Your goal » Reproduce the data below verbatim from the line containing "Target: rear tyre" through its final line, and produce nothing more.

Records to use »
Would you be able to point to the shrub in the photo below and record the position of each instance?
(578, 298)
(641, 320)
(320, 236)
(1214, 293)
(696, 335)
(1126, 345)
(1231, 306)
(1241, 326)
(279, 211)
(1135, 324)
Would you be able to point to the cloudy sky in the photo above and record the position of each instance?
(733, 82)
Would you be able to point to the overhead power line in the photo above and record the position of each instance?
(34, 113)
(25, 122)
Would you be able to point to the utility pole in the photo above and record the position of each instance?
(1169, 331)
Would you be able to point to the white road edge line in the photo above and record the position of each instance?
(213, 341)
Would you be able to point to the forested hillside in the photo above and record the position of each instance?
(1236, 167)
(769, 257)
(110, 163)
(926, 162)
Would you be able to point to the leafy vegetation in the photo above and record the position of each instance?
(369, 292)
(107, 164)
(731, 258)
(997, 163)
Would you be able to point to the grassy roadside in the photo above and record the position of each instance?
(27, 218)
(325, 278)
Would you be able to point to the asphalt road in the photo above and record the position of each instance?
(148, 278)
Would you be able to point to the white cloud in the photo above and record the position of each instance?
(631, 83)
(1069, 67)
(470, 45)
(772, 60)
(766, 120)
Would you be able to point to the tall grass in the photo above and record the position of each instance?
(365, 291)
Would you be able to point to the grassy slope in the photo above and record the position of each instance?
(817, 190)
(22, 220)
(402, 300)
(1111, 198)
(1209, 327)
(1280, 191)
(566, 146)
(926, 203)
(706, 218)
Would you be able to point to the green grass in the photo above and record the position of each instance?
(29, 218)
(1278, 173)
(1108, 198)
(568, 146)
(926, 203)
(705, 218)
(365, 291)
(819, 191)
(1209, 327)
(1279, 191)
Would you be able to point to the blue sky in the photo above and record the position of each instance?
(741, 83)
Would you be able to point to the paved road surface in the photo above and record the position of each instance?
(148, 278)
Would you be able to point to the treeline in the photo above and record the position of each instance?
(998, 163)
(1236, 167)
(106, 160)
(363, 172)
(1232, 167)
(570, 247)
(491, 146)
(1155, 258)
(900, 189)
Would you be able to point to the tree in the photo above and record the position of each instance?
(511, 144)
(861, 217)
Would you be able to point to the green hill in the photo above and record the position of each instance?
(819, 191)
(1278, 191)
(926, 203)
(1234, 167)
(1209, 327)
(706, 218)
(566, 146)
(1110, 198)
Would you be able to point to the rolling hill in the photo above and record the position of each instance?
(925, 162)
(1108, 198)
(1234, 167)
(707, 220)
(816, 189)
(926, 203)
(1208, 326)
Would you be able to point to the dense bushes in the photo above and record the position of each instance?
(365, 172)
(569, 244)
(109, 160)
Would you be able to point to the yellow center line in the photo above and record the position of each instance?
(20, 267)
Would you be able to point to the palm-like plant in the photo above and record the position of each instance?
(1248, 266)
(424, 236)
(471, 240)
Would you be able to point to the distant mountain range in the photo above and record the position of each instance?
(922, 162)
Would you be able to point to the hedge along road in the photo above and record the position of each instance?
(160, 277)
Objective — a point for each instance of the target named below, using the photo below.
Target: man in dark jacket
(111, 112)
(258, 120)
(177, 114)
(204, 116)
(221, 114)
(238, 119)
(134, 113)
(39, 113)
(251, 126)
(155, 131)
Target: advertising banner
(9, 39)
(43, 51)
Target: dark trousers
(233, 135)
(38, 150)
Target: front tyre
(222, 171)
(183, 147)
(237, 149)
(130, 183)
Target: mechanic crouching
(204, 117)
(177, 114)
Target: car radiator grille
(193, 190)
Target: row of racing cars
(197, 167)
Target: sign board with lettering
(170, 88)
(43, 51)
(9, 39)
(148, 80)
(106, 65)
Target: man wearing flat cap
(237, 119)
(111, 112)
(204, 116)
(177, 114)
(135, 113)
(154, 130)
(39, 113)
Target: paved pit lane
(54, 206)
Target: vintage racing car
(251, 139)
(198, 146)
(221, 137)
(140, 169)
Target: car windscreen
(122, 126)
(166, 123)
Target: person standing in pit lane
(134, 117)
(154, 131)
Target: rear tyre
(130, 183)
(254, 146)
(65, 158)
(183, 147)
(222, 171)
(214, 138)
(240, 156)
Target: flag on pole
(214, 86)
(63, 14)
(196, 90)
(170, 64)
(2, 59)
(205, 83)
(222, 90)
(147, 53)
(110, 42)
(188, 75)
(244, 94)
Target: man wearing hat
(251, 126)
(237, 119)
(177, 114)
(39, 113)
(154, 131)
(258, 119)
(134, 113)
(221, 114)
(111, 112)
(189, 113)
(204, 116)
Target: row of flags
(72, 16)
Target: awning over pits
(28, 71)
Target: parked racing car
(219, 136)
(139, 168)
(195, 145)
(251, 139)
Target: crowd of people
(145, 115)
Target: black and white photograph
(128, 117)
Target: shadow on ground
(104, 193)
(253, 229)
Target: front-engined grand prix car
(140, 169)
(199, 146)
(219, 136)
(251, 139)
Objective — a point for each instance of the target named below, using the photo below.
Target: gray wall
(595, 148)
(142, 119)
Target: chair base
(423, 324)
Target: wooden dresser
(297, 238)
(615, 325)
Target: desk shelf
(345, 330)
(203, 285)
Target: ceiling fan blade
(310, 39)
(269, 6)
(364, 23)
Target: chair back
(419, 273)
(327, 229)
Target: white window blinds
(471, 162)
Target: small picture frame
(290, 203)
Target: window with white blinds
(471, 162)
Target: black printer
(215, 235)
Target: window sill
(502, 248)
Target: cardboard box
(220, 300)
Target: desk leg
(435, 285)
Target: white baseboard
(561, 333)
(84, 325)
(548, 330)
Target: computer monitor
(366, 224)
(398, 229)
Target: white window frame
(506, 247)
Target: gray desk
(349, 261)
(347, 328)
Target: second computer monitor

Full answer »
Target: rear tyre
(130, 183)
(254, 146)
(65, 158)
(183, 147)
(222, 171)
(214, 138)
(240, 156)
Target: flag on pole
(214, 86)
(63, 14)
(196, 90)
(170, 64)
(2, 59)
(205, 83)
(222, 90)
(147, 53)
(110, 42)
(188, 75)
(244, 94)
Target: man wearing hat
(251, 126)
(237, 119)
(177, 114)
(39, 113)
(154, 131)
(258, 119)
(134, 113)
(221, 114)
(111, 112)
(189, 113)
(204, 116)
Target: row of flags
(72, 16)
Target: awning over pits
(28, 71)
Target: parked racing car
(219, 136)
(139, 168)
(195, 145)
(251, 139)
Target: crowd of people
(145, 115)
Target: black and white photograph
(128, 117)
Target: shadow on ground
(104, 193)
(253, 229)
Target: front-engined grand prix car
(140, 169)
(199, 146)
(219, 136)
(251, 139)
Objective — a point for each instance of the target named below, using the photo below.
Target: gray wall
(595, 148)
(142, 119)
Target: chair base
(423, 324)
Target: wooden dresser
(297, 238)
(615, 325)
Target: desk shelf
(345, 330)
(203, 285)
Target: ceiling fan blade
(310, 39)
(269, 6)
(364, 23)
Target: chair back
(419, 273)
(327, 229)
Target: white window blinds
(471, 162)
Target: small picture frame
(290, 203)
Target: window with white blinds
(471, 162)
Target: black printer
(215, 235)
Target: window sill
(502, 248)
Target: cardboard box
(220, 300)
Target: desk leg
(435, 285)
Target: white baseboard
(561, 333)
(84, 325)
(548, 330)
Target: computer monitor
(366, 224)
(398, 229)
Target: white window frame
(506, 247)
Target: gray desk
(349, 261)
(347, 328)
Target: second computer monitor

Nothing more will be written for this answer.